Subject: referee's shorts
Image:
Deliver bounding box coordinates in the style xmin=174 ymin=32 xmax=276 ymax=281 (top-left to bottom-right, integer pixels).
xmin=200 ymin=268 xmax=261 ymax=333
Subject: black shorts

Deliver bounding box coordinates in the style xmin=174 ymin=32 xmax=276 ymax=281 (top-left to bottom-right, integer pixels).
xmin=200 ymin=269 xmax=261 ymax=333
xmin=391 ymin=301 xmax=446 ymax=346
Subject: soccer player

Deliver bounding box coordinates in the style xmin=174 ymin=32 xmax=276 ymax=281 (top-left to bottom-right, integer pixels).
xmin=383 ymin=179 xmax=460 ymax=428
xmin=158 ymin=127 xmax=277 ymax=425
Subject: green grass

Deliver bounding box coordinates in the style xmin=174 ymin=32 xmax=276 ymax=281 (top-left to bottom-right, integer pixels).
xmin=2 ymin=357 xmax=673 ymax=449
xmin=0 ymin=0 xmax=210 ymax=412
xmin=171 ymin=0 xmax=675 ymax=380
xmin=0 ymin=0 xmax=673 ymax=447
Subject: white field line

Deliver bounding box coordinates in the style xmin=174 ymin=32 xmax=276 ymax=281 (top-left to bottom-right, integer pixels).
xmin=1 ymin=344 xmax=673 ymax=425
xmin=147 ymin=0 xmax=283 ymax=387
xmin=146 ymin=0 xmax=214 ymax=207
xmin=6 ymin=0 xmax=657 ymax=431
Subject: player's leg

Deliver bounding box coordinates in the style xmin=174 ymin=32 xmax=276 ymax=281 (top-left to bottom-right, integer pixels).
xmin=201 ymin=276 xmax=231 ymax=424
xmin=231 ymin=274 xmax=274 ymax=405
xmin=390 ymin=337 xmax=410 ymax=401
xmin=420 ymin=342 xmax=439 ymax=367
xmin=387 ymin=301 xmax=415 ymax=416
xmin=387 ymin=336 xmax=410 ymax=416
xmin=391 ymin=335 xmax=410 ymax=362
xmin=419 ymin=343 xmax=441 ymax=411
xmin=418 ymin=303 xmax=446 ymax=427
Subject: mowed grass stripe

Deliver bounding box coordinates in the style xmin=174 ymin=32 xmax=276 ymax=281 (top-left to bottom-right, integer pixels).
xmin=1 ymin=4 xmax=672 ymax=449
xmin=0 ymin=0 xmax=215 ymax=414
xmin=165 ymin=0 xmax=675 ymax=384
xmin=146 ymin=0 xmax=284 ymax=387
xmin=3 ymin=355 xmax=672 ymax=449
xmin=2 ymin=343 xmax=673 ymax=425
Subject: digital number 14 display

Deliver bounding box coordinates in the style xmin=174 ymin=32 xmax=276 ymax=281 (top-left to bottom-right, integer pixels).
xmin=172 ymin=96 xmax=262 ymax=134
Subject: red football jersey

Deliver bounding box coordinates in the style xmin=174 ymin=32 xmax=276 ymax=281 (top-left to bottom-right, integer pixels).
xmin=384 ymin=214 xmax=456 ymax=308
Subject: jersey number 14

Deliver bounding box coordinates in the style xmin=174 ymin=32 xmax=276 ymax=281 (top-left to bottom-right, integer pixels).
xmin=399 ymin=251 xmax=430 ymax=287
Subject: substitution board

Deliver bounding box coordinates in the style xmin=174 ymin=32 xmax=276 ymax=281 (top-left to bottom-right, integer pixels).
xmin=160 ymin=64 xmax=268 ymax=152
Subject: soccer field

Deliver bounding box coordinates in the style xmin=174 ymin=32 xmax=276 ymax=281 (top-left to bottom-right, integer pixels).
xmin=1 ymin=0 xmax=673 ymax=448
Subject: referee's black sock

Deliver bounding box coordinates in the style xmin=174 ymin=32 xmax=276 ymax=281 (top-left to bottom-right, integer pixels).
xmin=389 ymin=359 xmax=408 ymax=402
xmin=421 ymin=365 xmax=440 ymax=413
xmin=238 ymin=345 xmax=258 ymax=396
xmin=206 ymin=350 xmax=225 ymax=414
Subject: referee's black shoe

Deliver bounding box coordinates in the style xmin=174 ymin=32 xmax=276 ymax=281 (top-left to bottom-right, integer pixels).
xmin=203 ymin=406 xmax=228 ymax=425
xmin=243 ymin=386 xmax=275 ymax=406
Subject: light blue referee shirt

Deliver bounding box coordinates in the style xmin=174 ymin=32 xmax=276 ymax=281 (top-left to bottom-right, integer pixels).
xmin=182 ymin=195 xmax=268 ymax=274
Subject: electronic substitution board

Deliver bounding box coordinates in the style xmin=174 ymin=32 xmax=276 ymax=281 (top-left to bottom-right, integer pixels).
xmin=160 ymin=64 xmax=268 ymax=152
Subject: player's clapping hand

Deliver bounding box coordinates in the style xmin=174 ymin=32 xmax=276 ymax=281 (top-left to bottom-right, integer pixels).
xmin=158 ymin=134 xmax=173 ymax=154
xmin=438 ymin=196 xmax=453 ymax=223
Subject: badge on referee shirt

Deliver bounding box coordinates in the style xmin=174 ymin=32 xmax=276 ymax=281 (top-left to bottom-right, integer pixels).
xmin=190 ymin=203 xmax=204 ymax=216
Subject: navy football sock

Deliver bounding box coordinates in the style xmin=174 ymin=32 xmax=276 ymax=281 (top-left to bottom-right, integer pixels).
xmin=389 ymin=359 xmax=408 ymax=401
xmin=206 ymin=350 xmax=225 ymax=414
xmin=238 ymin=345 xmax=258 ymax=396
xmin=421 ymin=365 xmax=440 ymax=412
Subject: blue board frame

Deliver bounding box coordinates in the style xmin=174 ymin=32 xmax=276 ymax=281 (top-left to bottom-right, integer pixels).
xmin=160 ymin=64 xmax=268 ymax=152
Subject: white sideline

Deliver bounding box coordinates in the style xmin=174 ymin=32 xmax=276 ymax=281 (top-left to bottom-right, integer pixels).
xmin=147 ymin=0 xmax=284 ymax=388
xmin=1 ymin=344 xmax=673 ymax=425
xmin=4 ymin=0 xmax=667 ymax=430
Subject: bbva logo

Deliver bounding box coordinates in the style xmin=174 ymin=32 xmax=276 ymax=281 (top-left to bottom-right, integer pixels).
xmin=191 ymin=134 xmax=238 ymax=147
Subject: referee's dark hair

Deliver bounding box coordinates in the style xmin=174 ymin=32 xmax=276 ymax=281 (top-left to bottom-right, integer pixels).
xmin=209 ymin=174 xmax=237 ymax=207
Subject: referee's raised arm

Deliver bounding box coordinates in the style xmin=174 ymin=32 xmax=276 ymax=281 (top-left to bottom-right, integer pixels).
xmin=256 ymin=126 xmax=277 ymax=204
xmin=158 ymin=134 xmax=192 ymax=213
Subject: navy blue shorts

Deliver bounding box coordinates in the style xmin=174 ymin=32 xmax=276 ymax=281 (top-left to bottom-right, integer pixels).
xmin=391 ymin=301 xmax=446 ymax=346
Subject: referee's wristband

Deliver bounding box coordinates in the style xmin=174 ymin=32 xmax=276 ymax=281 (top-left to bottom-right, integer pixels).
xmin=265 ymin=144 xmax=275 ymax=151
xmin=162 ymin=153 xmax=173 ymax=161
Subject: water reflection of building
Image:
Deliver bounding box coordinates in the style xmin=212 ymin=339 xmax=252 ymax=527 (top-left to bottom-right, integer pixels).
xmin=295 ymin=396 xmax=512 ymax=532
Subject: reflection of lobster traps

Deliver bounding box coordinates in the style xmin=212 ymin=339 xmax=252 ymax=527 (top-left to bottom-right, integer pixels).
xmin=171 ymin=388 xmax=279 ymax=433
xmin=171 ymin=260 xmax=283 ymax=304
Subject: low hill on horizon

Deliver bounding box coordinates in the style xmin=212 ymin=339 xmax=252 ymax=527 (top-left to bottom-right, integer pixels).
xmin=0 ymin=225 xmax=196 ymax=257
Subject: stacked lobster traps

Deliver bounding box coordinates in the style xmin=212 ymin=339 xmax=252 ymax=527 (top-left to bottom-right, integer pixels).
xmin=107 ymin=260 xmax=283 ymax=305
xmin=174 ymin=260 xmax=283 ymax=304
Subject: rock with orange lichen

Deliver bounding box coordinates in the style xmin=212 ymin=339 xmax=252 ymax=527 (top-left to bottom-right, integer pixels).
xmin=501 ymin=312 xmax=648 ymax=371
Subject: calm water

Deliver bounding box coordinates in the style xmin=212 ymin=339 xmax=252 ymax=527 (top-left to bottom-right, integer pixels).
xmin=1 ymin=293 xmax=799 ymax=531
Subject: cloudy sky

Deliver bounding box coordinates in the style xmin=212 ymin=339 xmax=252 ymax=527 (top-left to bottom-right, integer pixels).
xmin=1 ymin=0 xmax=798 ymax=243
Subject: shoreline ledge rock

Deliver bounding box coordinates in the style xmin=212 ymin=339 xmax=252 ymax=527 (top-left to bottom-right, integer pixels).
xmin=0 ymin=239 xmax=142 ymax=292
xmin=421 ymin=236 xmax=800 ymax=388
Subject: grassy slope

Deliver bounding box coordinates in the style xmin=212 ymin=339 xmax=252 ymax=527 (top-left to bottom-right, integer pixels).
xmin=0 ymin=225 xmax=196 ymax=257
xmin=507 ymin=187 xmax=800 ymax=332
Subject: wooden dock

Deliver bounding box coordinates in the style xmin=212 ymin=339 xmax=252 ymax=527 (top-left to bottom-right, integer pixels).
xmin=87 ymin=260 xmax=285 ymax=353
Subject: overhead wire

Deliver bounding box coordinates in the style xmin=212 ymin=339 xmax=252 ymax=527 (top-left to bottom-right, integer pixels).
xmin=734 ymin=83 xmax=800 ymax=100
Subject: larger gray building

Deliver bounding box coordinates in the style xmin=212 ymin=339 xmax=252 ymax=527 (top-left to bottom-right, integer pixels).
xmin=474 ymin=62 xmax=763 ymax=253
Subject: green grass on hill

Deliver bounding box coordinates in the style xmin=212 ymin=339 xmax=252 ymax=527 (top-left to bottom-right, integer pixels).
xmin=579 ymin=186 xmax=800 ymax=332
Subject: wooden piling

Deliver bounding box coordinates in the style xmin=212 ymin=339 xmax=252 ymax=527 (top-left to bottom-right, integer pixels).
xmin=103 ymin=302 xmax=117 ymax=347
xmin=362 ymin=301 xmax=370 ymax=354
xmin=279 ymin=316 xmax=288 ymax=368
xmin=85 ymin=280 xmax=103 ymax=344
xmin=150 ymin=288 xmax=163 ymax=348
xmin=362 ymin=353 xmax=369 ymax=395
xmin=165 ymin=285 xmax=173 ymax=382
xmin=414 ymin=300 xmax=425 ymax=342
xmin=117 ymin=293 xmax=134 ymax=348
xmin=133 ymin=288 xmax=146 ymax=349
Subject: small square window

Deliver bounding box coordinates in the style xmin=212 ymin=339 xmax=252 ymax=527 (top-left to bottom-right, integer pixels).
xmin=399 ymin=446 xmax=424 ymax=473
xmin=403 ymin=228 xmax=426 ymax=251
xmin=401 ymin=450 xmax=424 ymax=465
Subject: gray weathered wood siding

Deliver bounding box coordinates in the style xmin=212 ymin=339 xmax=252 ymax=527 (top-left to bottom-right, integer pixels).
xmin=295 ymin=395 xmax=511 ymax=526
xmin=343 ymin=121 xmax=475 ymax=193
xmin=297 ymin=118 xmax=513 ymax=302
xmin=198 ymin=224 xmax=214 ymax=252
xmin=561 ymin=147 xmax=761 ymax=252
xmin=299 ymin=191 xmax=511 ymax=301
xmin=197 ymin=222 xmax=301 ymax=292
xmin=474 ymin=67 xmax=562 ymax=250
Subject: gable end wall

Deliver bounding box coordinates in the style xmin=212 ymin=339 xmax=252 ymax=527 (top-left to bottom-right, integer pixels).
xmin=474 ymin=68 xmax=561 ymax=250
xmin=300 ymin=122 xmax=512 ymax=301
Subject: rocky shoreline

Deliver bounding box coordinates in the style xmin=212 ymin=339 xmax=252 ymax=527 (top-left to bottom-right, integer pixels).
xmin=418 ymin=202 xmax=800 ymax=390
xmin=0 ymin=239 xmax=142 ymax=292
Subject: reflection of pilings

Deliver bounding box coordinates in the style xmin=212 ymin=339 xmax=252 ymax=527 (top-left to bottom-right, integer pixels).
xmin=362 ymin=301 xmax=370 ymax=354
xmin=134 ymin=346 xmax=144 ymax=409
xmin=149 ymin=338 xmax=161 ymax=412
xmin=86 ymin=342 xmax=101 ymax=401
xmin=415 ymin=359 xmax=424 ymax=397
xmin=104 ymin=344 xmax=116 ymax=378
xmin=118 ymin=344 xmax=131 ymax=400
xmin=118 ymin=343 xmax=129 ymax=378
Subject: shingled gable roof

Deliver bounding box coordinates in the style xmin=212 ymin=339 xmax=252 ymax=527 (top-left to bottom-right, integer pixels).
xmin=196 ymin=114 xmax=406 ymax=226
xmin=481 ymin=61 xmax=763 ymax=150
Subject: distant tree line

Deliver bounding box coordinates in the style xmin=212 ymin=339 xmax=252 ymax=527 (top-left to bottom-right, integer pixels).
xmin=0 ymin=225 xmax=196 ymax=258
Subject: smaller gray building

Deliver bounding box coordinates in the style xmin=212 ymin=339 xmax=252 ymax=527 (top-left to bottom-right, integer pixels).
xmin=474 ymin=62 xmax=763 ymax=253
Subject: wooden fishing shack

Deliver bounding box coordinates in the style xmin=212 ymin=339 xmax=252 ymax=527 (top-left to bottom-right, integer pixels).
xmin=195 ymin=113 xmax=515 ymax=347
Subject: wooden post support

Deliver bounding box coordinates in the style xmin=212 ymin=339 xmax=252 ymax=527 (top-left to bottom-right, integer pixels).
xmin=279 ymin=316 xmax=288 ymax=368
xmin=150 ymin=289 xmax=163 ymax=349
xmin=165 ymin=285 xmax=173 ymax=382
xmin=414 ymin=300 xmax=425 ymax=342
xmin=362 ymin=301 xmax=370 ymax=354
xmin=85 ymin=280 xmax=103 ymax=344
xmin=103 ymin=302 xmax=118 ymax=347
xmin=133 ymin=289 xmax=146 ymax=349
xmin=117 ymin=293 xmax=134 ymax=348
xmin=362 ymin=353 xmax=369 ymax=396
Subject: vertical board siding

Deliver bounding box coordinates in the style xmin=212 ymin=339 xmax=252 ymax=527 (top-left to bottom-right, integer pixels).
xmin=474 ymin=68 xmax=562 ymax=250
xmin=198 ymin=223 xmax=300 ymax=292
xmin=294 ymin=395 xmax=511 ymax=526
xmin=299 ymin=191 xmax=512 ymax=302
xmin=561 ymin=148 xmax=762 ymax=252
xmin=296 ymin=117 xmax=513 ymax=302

| Task goal |
Starting at the line above that holds "Subject: small square window" and ending at the line that holds "Subject: gray weathered wood siding", transcribe each line exactly and include no other lines.

| Result of this exercise |
Subject: small square window

Deliver bounding box coordinates in the style xmin=212 ymin=339 xmax=252 ymax=527 (top-left to bottom-right, integer pixels).
xmin=399 ymin=446 xmax=424 ymax=473
xmin=403 ymin=228 xmax=426 ymax=251
xmin=401 ymin=450 xmax=424 ymax=465
Subject: gray weathered wood siding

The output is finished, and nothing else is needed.